▶ _What you will do_
Please swap every "Query" in the data below for "Label" and return it with nothing else changed, leaving the pictures out.

━━━━━━━━━━━━━━━━

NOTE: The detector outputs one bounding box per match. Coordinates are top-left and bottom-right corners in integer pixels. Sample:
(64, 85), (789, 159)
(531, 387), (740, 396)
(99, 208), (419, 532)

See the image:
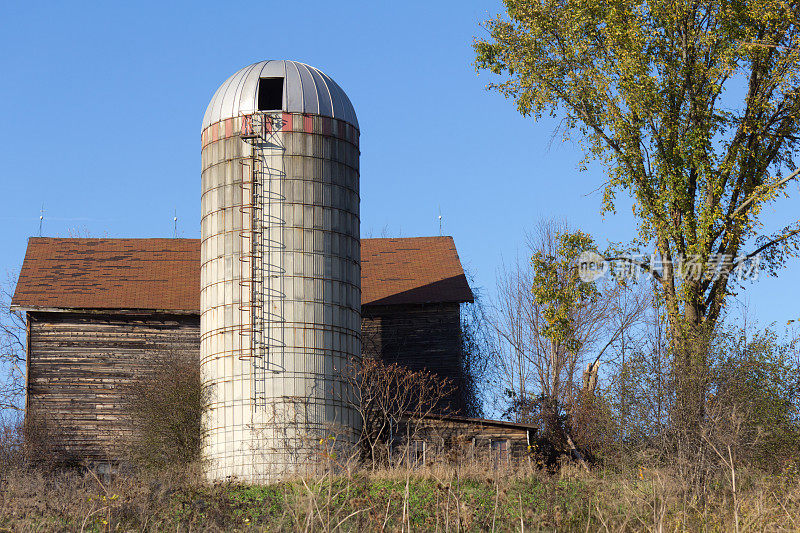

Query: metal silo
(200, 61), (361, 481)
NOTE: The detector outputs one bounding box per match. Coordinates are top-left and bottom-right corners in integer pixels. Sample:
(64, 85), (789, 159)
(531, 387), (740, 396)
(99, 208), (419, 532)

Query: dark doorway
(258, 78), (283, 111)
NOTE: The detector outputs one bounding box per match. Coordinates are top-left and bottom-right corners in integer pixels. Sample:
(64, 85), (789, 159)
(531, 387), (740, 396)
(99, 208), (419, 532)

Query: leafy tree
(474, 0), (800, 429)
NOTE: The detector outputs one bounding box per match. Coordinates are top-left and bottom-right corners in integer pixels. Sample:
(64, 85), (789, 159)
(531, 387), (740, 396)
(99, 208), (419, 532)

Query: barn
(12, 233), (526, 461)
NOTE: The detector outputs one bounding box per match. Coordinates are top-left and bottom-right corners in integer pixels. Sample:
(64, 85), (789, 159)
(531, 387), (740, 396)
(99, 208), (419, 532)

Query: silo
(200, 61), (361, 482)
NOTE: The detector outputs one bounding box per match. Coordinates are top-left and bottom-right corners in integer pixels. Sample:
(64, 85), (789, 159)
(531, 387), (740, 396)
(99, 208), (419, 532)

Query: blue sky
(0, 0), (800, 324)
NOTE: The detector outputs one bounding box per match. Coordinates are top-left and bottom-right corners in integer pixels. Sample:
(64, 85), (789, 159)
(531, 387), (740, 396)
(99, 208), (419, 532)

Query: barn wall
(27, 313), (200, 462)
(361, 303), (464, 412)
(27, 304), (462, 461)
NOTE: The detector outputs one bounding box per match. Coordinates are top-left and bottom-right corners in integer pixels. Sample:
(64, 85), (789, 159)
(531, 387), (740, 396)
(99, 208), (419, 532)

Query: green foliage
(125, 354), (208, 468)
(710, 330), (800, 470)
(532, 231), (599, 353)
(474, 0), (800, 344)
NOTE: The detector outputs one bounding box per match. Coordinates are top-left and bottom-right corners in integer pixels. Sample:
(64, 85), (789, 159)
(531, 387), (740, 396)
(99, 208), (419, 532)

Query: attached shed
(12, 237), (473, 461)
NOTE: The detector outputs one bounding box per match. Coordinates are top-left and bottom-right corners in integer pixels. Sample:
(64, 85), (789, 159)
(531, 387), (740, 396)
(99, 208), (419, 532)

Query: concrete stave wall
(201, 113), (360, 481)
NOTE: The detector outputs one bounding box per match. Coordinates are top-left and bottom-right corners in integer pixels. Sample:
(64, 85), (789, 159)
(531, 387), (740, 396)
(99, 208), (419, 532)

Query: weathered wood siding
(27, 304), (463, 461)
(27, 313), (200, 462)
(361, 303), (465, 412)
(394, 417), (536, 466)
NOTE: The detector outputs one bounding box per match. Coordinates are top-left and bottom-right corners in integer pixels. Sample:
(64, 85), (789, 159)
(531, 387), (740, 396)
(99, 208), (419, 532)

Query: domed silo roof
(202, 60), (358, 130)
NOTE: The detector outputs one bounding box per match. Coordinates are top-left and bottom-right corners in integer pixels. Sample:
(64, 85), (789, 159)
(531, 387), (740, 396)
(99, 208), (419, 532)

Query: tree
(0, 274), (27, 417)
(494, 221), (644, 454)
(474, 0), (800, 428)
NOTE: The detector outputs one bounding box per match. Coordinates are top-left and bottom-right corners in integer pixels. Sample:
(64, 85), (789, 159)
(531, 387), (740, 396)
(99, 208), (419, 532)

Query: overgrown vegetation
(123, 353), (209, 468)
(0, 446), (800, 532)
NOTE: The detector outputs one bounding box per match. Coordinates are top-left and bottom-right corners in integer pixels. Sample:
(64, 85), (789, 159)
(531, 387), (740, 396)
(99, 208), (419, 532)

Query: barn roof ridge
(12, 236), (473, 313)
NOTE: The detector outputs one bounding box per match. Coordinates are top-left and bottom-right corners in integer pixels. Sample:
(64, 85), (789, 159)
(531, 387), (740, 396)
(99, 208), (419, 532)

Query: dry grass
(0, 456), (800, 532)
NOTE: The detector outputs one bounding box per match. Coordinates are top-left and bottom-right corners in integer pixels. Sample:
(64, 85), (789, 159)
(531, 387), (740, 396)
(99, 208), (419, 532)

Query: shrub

━━━━━━━━━━━━━━━━

▶ _Output_
NOTE: The detector outputs one bounding box per match. Coordinates are top-left and bottom-right corners in integer pixels. Sample:
(64, 85), (789, 159)
(531, 387), (740, 396)
(99, 208), (419, 532)

See the image:

Label: metal silo
(200, 61), (361, 481)
NOTE: The detector outputs one bounding box per match. Coordinates are top-left and bottom-right corners in integer pixels. Sample:
(64, 85), (789, 159)
(531, 387), (740, 396)
(99, 208), (419, 532)

Label: dark doorway
(258, 78), (283, 111)
NOTE: The detector outputs one bounding box per match. Coordinates are top-left and bottom-right corners in integer pixels. Sample:
(64, 85), (789, 159)
(531, 387), (740, 396)
(99, 208), (419, 532)

Label: leafy tree
(474, 0), (800, 429)
NOTE: The detector outputs one bounding box per match. Coordinates are top-left and bottom-right corners in integer pixels. Sample:
(64, 85), (789, 159)
(531, 387), (740, 396)
(99, 208), (419, 532)

Label: barn
(12, 233), (526, 461)
NOTE: The detector outputs one bounding box per match. Coordinates are top-left and bottom-right corners in integer pixels. Sample:
(64, 85), (789, 159)
(531, 387), (740, 396)
(99, 208), (419, 532)

Label: silo
(200, 61), (361, 482)
NOTE: The detector outputs one bounding box per match. Coordinates are top-left and bottom-right corners in integer pixels. Sample:
(64, 85), (789, 159)
(531, 387), (740, 396)
(99, 208), (419, 532)

Label: blue sky
(0, 0), (800, 324)
NOTE: The detector outputs one bounding box per match. Coordinates are top-left and bottom-right corners in integer pixels. Sample:
(64, 85), (789, 159)
(531, 387), (740, 396)
(99, 208), (419, 532)

Label: barn wall
(27, 313), (200, 462)
(361, 303), (464, 412)
(27, 304), (462, 461)
NOTE: The detector outputs one bounding box per match. Coordinates are top-left and bottom-right corners in integer pixels. Sample:
(64, 85), (789, 159)
(531, 387), (740, 396)
(99, 208), (419, 532)

Label: green foliage
(125, 354), (208, 468)
(710, 330), (800, 470)
(532, 231), (599, 353)
(474, 0), (800, 344)
NOTE: The detector outputs one bounding box per match. Coordinates are top-left and bottom-right corners in integer pixels. Sample:
(64, 85), (789, 159)
(531, 387), (740, 396)
(99, 208), (419, 532)

Label: attached shed
(12, 237), (473, 461)
NOTE: The detector outputs one bounding box per match. Coordinates are top-left and bottom-right corners in integer pixels. Sample:
(64, 85), (789, 159)
(531, 387), (740, 396)
(99, 208), (419, 532)

Label: concrete stave wall
(201, 113), (360, 481)
NOTE: The detector outputs one bounding box per match. Coordinates are top-left and bottom-right corners in integer pixels. Sample:
(64, 85), (789, 159)
(531, 387), (740, 396)
(99, 208), (419, 532)

Label: weathered wood siding
(27, 304), (463, 461)
(27, 313), (200, 462)
(361, 303), (465, 412)
(394, 417), (536, 466)
NOTE: The detector outputs one bounding box per match. Coordinates are top-left and bottom-right corners in integer pixels. Sample:
(64, 85), (789, 159)
(531, 387), (740, 396)
(99, 208), (419, 532)

Label: domed silo roof
(202, 60), (358, 130)
NOTE: The detector outputs one bounding box per match. Coordinates are top-left and bottom-right corners in integer pixels. Sample:
(64, 85), (789, 159)
(531, 387), (740, 396)
(99, 208), (419, 532)

Label: tree
(0, 274), (27, 417)
(494, 221), (644, 454)
(474, 0), (800, 428)
NOTE: The detector outputs one bounding box per match. Coordinates are top-left and bottom-right corners in integer pixels. Sample:
(64, 85), (789, 159)
(531, 387), (740, 396)
(99, 208), (419, 532)

Label: overgrown vegetation
(123, 353), (209, 468)
(0, 446), (800, 532)
NOTE: The detector outputs one bounding box per match. Coordinates are top-left and bottom-right corners in integer pixels. Sample:
(64, 85), (789, 159)
(531, 387), (740, 396)
(99, 208), (419, 532)

Label: barn roof ridge
(12, 236), (473, 313)
NOTE: The detector outputs one bounding box per match. Coordinates are top-left and bottom-right corners in integer pixels. Sample:
(64, 85), (789, 159)
(531, 387), (740, 396)
(99, 208), (419, 532)

Label: dry grass
(0, 456), (800, 532)
NOTE: The detector outputs one bounding box per match. Coordinates are top-left and bottom-right corners in integer pixels. Sample:
(64, 85), (789, 159)
(531, 387), (740, 396)
(99, 208), (419, 532)

Label: shrub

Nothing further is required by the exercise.